> **SELECTED TEXT**:

Echo Lake is a lake along the course of the Qu'Appelle River in the Canadian province of Saskatchewan. Echo Lake is so named because of the echo heard by the First Nations while paddling on the lake. It is one of four lakes that make up the Fishing Lakes. Pasqua Lake is upstream and Mission Lake is downstream. The lake can be accessed by Highway 56 and Highway 210.

Echo Lake, as well as the other three Fishing Lakes, are all in the deep-cut Qu'Appelle Valley, which was formed about 14,000 years ago during the last ice age. Meltwater from the glaciers carved out the valley and as water levels rose and fell, alluvium was left in the wake. These piles of alluvium are what created the separations between the lakes.

> **JOB 1**: List every line of the records that contains the string "white", treating uppercase and lowercase as different.

(Excerpts of pointing data)

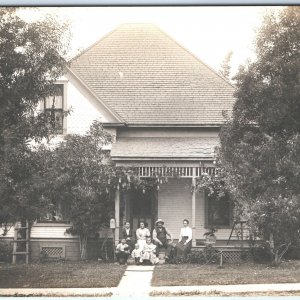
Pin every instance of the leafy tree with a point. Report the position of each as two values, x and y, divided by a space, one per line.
260 145
81 176
31 59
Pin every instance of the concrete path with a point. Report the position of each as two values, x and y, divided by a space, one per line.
136 282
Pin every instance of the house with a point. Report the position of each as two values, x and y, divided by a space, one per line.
164 107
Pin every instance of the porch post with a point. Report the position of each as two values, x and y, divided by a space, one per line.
194 207
117 216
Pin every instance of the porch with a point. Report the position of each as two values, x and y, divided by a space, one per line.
175 199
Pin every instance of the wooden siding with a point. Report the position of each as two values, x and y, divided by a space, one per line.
175 204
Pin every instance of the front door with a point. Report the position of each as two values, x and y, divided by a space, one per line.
143 208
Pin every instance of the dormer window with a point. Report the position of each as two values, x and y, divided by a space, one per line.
54 108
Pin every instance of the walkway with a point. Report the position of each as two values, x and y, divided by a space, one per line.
136 282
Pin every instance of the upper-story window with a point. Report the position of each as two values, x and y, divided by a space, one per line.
54 108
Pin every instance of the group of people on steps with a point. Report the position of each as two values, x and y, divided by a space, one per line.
144 248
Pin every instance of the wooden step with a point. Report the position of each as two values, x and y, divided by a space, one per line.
21 240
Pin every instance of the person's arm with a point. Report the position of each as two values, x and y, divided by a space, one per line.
138 235
154 236
169 234
180 235
189 233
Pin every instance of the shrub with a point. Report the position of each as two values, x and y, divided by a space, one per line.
5 252
209 255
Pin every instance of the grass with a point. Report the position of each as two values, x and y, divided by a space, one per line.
221 294
247 273
60 275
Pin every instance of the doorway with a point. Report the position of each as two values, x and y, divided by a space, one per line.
143 207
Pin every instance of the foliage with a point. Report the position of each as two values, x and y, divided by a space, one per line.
260 145
31 59
5 252
209 255
225 66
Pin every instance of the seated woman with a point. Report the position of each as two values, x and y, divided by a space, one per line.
141 234
148 254
122 252
185 240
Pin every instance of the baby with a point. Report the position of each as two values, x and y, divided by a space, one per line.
136 254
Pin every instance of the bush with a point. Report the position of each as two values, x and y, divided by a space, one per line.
293 252
209 255
5 252
261 253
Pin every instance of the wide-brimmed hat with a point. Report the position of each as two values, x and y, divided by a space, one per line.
159 221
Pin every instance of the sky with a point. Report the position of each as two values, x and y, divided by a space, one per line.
208 32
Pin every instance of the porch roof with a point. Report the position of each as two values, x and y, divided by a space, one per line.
164 148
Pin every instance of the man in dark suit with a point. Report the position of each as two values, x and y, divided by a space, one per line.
127 234
161 238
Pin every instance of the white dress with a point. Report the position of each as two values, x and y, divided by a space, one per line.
141 235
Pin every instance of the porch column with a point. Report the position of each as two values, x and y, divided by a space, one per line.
194 207
117 216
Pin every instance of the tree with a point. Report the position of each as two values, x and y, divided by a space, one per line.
31 59
260 145
225 66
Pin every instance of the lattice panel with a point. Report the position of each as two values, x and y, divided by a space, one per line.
235 256
53 251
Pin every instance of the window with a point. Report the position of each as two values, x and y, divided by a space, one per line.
56 212
218 211
54 109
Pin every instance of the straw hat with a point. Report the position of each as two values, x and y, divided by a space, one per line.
159 221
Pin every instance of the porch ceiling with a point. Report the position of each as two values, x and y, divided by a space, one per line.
164 148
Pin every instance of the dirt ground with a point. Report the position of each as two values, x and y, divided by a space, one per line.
247 273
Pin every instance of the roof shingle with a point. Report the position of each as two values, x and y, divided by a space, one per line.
147 78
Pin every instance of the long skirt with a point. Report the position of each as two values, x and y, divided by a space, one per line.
151 257
142 244
181 249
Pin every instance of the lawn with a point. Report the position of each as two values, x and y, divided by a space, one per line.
247 273
60 275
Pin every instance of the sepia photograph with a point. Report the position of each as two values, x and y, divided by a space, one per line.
150 151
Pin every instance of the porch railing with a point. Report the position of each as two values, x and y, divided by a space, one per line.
186 172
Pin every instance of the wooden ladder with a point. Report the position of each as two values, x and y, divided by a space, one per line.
17 240
235 223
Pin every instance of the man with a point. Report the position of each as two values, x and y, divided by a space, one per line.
122 252
160 237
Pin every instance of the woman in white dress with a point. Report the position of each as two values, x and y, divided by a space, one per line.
148 253
141 234
184 244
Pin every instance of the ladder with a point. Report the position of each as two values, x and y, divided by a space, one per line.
20 238
235 223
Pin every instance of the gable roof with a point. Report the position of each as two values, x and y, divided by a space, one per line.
146 77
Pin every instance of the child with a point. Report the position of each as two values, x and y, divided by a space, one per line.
149 252
122 252
136 254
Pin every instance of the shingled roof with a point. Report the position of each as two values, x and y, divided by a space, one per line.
146 77
164 148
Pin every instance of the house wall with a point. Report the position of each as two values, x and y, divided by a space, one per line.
167 132
175 204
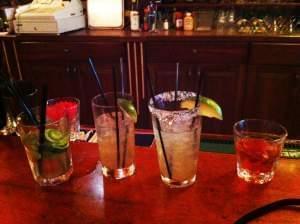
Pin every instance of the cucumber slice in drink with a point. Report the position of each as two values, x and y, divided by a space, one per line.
58 140
53 135
128 107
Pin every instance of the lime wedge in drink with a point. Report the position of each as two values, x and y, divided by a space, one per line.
208 107
128 107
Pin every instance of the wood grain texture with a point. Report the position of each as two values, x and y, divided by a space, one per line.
218 196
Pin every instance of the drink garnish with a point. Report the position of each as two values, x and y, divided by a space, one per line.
128 107
208 107
57 139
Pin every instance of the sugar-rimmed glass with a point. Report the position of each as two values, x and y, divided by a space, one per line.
177 136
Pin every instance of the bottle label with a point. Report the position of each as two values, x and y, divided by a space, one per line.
179 23
134 21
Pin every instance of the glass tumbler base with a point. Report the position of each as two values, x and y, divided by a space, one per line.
118 173
256 178
56 180
178 184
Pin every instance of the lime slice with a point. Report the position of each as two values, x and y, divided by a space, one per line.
128 107
208 107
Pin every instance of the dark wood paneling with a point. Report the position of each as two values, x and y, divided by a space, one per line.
198 52
65 68
275 53
273 93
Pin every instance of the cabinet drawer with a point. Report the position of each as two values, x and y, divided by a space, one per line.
106 52
210 53
279 54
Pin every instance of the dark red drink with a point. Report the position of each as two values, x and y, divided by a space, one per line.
257 155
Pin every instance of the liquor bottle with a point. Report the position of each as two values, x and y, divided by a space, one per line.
188 22
134 16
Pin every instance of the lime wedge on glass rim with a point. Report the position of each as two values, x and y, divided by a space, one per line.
128 107
208 107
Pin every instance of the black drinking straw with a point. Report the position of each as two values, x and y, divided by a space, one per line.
43 116
116 116
177 81
199 87
123 93
95 73
122 76
159 127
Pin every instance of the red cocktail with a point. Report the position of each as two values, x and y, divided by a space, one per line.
69 107
258 144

> **JOB 2**: Based on the Echo Lake text, decide whether each statement below is true: (a) Mission Lake lies upstream of Echo Lake. (b) The Qu'Appelle Valley formed about 14,000 years ago. (c) Highway 56 gives access to Echo Lake. Answer yes or no for each, and quote the words from the text that decide it.

> **FINISHED ANSWER 1**:
Pin every instance of the white dress with a point. Report the position of each as two values, x and y, divided by a space, one per line.
Pin every instance of the woman in white dress with a point. Report the position of each as two values, x and y, divided by a space, one per line.

> **FINISHED ANSWER 2**:
(a) No. "Pasqua Lake is upstream and Mission Lake is downstream."
(b) Yes. "which was formed about 14,000 years ago during the last ice age"
(c) Yes. "The lake can be accessed by Highway 56 and Highway 210."